## Exercises
1. In the whitespace-removal text, please copy the part that opens with the words containing "I have the sinking" and closes with "destOffs, &numRead) > 0)", switching "srcOffs" to "srcOffset".
2. Name every header that the whitespace-removal text brings in with an #include line.

## Text block
-- -- --

Additionally, if you must work with low level strings then you can still use std::unique on the pointers:
char* remove_extra_ws(char const* s)
{
std::size_t len = std::strlen(s);
char* buf = new char[len + 1];
std::strcpy(buf, s);
// Note that std::unique will also retain the null terminator
// in its correct position at the end of the valid portion
// of the string
std::unique(buf, buf + len + 1, [](unsigned char a, unsigned char b){
return (a && std::isspace(a)) && (b && std::isspace(b));
});
return buf;
}
for in-place modification you can apply erase-remove technic:
#include <string>
#include <iostream>
#include <algorithm>
#include <cctype>
int main()
{
std::string input {"asfa sas f f dgdgd dg ggg"};
bool prev_is_space = true;
input.erase(std::remove_if(input.begin(), input.end(), [&prev_is_space](unsigned char curr) {
bool r = std::isspace(curr) && prev_is_space;
prev_is_space = std::isspace(curr);
return r;
}), input.end());
std::cout << input << "\n";
}
So you first move all extra spaces to the end of the string and then truncate it.
The great advantage of C++ is that is universal enough to port your code to plain-c-static strings with only few modifications:
void erase(char * p) {
// note that this ony works good when initial array is allocated in the static array
// so we do not need to rearrange memory
*p = 0;
}
int main()
{
char input [] {"asfa sas f f dgdgd dg ggg"};
bool prev_is_space = true;
erase(std::remove_if(std::begin(input), std::end(input), [&prev_is_space](unsigned char curr) {
bool r = std::isspace(curr) && prev_is_space;
prev_is_space = std::isspace(curr);
return r;
}));
std::cout << input << "\n";
}
Interesting enough remove step here is string-representation independent. It will work with std::string without modifications at all.
I have the sinking feeling that good ol' scanf will do (in fact, this is the C school equivalent to Anatoly's C++ solution):
void remove_extra_whitespaces(char* input, char* output)
{
int srcOffs = 0, destOffs = 0, numRead = 0;
while(sscanf(input + srcOffs, "%s%n", output + destOffs, &numRead) > 0)
{
srcOffs += numRead;
destOffs += strlen(output + destOffs);
output[destOffs++] = ' '; // overwrite 0, advance past that
}
output[destOffs > 0 ? destOffs-1 : 0] = '\0';
}
We exploit the fact that scanf has magical built-in space skipping capabilities. We then use the perhaps less known %n "conversion" specification which gives us the amount of chars consumed by scanf. This feature frequently comes in handy when reading from strings, like here. The bitter drop which makes this solution less-than-perfect is the strlen call on the output (there is no "how many bytes have I actually just written" conversion specifier, unfortunately).

-- -- --

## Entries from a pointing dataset
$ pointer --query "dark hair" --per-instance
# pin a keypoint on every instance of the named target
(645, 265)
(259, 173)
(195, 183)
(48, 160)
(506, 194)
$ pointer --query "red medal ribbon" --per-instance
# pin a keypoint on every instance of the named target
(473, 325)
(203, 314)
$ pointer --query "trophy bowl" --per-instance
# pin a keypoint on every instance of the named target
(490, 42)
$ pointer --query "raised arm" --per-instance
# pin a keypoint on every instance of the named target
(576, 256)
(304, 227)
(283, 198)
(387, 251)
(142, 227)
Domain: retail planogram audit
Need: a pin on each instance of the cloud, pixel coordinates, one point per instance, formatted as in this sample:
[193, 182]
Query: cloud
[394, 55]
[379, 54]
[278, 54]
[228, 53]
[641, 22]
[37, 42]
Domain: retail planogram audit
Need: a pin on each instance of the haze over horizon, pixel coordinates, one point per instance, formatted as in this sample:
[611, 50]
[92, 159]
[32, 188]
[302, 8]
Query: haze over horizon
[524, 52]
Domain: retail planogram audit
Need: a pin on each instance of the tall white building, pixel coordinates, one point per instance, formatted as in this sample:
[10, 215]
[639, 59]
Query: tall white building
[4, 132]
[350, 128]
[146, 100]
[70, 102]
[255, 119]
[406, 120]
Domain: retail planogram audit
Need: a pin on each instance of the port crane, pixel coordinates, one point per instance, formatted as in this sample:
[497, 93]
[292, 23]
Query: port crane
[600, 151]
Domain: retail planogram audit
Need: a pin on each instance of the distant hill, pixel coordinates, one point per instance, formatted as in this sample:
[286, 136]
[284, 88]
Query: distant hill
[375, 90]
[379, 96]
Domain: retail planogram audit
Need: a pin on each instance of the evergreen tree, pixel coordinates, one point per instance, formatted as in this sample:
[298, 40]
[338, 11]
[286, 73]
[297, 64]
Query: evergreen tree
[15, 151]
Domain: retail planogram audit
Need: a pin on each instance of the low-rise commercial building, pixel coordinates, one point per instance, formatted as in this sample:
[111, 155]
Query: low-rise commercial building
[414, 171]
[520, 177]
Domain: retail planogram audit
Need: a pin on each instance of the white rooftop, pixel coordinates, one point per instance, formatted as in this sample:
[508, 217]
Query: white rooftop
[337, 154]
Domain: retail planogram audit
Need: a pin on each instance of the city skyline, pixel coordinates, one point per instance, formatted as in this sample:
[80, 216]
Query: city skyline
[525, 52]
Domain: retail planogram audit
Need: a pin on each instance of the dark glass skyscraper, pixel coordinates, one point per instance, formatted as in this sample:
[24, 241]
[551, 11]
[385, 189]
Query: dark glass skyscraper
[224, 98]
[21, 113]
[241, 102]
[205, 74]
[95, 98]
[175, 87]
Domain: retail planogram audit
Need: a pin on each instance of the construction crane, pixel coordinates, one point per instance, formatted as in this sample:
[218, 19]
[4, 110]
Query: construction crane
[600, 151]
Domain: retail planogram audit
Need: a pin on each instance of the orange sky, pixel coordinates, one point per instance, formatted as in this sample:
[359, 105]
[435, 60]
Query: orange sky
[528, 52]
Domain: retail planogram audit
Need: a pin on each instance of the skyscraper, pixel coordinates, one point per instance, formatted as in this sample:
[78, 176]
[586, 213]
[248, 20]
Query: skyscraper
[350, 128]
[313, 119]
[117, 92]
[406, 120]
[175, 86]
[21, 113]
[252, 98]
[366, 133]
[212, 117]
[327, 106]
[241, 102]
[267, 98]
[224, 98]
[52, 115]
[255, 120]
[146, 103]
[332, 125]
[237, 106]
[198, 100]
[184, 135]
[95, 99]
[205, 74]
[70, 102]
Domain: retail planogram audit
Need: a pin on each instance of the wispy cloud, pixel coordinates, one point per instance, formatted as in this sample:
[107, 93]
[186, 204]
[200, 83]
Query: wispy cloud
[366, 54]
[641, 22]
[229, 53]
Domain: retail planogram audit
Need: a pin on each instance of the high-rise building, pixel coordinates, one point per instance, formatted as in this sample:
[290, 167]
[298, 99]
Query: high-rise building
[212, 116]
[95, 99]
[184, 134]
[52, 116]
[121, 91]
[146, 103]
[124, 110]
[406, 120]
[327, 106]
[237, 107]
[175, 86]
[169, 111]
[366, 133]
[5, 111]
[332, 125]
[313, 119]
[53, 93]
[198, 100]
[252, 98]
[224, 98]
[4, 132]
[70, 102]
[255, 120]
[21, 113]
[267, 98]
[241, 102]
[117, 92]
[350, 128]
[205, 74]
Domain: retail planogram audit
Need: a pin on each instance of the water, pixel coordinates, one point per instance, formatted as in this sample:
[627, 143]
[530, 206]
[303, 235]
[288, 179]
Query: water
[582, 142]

-- -- --

## Worked answers
1.
I have the sinking feeling that good ol' scanf will do (in fact, this is the C school equivalent to Anatoly's C++ solution):
void remove_extra_whitespaces(char* input, char* output)
{
int srcOffset = 0, destOffs = 0, numRead = 0;
while(sscanf(input + srcOffset, "%s%n", output + destOffs, &numRead) > 0)

2. <string>, <iostream>, <algorithm>, <cctype>